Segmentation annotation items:
——
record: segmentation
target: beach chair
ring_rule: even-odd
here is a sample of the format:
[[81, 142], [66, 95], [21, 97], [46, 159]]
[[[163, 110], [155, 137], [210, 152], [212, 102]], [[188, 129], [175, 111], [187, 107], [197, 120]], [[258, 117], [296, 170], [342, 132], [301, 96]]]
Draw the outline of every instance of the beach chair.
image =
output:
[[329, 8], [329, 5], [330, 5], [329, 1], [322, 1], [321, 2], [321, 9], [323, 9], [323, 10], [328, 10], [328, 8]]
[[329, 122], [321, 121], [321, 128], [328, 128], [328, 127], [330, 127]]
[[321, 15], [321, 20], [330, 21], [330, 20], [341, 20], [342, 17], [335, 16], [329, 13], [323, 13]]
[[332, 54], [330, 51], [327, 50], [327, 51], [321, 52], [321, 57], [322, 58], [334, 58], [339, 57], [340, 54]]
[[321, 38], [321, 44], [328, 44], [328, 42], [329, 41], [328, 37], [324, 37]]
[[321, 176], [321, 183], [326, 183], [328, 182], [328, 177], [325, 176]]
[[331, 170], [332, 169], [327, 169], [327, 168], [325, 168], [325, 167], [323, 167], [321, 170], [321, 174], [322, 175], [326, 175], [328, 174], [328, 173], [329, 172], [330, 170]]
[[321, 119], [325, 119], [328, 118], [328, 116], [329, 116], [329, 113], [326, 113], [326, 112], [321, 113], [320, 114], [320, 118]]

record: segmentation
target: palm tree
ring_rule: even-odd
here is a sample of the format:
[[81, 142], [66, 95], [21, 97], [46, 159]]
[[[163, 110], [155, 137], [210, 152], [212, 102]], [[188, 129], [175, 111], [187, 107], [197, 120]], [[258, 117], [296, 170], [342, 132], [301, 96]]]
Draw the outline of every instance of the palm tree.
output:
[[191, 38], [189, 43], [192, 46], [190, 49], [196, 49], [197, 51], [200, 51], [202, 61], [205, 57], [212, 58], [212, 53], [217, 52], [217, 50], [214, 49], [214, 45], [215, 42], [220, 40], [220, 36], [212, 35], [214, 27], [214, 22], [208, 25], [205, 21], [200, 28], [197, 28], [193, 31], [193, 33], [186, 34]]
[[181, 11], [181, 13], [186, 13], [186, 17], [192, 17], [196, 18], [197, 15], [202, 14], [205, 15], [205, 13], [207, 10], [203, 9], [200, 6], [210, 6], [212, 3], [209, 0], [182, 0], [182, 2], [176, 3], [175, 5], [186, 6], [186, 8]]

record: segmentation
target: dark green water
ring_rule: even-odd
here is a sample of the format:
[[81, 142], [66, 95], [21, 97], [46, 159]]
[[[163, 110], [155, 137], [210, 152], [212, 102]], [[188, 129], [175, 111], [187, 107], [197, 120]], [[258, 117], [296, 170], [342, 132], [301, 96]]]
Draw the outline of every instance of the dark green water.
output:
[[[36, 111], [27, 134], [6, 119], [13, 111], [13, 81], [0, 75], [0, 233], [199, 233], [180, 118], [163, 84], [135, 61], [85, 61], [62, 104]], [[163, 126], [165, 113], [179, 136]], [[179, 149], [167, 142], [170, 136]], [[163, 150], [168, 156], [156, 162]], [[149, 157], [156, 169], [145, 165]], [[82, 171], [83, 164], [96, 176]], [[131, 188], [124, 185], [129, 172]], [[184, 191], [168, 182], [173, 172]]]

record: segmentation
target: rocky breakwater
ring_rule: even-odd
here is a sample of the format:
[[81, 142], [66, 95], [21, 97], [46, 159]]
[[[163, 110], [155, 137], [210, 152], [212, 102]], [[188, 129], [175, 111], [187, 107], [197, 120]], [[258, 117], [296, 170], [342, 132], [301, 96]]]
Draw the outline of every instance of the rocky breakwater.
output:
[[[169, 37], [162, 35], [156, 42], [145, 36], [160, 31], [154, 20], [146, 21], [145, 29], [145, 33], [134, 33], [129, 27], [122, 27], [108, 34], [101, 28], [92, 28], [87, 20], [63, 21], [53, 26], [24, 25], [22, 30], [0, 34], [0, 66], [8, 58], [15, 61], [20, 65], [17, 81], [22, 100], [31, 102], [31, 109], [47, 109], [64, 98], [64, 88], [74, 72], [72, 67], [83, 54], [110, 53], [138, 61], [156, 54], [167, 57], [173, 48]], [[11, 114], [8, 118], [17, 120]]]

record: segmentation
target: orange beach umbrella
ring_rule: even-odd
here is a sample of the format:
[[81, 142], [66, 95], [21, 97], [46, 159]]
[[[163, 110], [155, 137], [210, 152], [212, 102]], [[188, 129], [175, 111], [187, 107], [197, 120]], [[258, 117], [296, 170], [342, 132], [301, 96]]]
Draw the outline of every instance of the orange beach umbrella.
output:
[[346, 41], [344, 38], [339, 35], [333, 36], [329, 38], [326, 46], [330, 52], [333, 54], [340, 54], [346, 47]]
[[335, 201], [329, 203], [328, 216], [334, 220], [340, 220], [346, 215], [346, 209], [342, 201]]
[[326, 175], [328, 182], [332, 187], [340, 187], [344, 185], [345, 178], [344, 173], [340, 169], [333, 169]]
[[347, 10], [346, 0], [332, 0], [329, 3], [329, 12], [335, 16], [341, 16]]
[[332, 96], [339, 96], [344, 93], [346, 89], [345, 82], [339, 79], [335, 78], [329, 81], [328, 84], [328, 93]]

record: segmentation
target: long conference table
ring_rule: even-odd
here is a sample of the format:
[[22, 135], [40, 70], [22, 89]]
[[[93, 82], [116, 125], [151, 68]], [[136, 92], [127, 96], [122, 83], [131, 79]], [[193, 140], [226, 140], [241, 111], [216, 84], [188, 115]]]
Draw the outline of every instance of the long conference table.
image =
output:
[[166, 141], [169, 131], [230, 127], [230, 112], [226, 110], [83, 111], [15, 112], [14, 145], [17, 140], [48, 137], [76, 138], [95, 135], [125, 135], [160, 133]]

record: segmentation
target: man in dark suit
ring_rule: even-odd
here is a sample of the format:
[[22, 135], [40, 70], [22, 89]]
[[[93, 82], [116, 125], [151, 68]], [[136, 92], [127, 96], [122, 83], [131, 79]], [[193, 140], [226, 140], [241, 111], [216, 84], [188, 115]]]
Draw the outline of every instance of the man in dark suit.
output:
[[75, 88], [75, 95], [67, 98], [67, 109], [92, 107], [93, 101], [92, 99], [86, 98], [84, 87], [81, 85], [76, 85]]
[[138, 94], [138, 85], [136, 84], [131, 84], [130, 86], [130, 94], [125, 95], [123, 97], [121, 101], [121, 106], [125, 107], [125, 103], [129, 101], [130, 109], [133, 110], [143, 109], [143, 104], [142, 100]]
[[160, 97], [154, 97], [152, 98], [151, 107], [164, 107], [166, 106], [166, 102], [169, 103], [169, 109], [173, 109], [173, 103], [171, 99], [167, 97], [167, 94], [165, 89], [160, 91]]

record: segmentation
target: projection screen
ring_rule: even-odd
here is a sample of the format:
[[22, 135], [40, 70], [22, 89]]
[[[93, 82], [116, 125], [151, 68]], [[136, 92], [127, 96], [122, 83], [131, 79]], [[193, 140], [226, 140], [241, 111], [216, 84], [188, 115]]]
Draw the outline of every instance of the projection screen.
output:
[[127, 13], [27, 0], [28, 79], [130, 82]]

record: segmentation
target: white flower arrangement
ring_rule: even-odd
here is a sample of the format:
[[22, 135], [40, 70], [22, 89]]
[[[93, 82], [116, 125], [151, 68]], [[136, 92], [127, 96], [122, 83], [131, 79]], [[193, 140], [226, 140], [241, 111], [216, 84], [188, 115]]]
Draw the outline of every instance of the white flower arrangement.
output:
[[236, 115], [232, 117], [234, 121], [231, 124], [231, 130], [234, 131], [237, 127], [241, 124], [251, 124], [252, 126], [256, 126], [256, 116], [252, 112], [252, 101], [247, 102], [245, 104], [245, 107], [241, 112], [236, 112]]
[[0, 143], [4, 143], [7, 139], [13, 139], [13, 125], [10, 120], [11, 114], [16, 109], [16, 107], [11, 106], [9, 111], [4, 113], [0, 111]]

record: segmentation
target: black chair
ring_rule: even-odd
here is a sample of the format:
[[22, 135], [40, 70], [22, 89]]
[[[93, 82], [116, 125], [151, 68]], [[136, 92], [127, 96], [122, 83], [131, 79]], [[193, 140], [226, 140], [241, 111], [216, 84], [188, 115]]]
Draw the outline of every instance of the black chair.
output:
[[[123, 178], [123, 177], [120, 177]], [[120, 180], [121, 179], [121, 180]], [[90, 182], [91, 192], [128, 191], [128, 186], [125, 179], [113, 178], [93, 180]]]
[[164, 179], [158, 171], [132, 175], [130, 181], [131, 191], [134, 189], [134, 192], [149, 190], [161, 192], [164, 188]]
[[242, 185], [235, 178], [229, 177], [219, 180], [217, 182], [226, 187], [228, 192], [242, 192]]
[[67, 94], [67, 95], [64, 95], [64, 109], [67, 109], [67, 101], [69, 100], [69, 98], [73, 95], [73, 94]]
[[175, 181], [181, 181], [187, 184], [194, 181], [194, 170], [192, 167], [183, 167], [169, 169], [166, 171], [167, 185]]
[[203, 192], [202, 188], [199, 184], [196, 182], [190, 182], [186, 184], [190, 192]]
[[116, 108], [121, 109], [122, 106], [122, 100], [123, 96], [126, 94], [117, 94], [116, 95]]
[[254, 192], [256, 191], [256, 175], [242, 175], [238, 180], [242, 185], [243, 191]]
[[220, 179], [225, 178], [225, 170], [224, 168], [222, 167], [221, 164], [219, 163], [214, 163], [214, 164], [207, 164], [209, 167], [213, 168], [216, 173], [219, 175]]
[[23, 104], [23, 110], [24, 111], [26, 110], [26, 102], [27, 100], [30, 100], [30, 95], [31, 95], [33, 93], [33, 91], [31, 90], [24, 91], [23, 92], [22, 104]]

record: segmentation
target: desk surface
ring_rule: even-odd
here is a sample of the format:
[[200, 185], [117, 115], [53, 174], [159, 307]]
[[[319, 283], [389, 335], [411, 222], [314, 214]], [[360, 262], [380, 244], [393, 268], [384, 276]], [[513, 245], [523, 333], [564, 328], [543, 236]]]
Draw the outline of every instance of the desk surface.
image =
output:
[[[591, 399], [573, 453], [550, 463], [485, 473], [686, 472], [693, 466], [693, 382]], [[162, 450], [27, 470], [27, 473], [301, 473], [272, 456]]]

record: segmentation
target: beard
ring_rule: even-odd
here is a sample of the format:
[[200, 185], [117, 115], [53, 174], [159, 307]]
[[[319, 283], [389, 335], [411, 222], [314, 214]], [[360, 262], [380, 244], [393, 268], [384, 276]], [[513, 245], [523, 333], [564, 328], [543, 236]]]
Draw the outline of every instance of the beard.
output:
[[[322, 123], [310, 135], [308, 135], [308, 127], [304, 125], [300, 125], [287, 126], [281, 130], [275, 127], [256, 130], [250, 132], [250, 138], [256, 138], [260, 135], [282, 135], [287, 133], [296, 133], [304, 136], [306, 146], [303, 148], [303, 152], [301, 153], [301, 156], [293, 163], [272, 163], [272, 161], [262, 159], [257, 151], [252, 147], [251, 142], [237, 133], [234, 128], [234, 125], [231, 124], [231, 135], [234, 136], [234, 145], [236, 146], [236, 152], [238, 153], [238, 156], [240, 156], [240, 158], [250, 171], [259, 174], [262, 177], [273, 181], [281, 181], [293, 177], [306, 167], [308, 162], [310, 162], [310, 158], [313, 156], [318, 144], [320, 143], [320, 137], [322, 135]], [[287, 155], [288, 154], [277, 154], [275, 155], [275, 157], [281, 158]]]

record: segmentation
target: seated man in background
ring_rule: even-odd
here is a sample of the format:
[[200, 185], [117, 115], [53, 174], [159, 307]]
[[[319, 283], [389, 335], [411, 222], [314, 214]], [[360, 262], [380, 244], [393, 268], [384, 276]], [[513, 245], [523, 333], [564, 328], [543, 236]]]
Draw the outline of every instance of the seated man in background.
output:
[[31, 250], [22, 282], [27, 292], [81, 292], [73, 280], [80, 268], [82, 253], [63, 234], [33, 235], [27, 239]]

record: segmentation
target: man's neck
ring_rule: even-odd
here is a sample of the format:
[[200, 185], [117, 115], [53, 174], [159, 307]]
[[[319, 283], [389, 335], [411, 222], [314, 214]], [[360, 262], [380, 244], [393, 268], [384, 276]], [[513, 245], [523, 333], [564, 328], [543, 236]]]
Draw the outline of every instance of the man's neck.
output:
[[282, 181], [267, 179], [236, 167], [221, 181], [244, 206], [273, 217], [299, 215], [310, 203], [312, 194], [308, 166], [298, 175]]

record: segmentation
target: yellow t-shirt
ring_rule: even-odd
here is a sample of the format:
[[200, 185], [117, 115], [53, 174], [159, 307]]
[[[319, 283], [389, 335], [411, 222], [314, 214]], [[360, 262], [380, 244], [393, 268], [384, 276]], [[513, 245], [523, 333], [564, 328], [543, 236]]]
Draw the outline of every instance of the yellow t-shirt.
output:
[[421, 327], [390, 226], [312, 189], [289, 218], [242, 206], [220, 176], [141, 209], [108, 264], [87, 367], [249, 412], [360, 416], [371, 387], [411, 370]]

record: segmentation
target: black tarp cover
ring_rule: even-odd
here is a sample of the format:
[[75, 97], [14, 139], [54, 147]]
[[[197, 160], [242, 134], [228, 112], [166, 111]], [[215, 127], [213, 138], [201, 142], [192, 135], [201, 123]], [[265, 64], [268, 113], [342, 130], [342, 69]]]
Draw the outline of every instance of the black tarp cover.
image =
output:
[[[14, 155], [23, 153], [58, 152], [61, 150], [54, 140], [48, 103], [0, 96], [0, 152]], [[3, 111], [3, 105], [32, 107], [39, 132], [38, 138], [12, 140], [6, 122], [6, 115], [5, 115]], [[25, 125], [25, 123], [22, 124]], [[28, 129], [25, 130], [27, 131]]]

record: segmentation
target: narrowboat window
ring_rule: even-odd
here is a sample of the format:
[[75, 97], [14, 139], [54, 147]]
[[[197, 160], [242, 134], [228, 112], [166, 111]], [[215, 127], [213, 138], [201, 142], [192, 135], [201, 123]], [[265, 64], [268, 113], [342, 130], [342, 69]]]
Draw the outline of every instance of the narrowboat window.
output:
——
- THE REQUEST -
Rewrite the items above from their first line down through the line containing "127], [330, 127]]", swapping "beach chair" for "deck chair" and leaving everything else untouched.

- EXERCISE RESULT -
record: segmentation
target: deck chair
ring_rule: even-odd
here is a sample of the format:
[[81, 142], [66, 95], [21, 97], [46, 159]]
[[[163, 110], [155, 137], [210, 152], [212, 102]], [[188, 129], [175, 111], [187, 107], [197, 120]], [[258, 117], [296, 170], [342, 132], [301, 96]]]
Draw the outline of every instance of the deck chair.
image =
output:
[[329, 8], [329, 5], [330, 5], [329, 1], [322, 1], [321, 2], [321, 9], [323, 9], [323, 10], [328, 10], [328, 8]]
[[329, 122], [321, 121], [321, 128], [328, 128], [328, 127], [330, 127]]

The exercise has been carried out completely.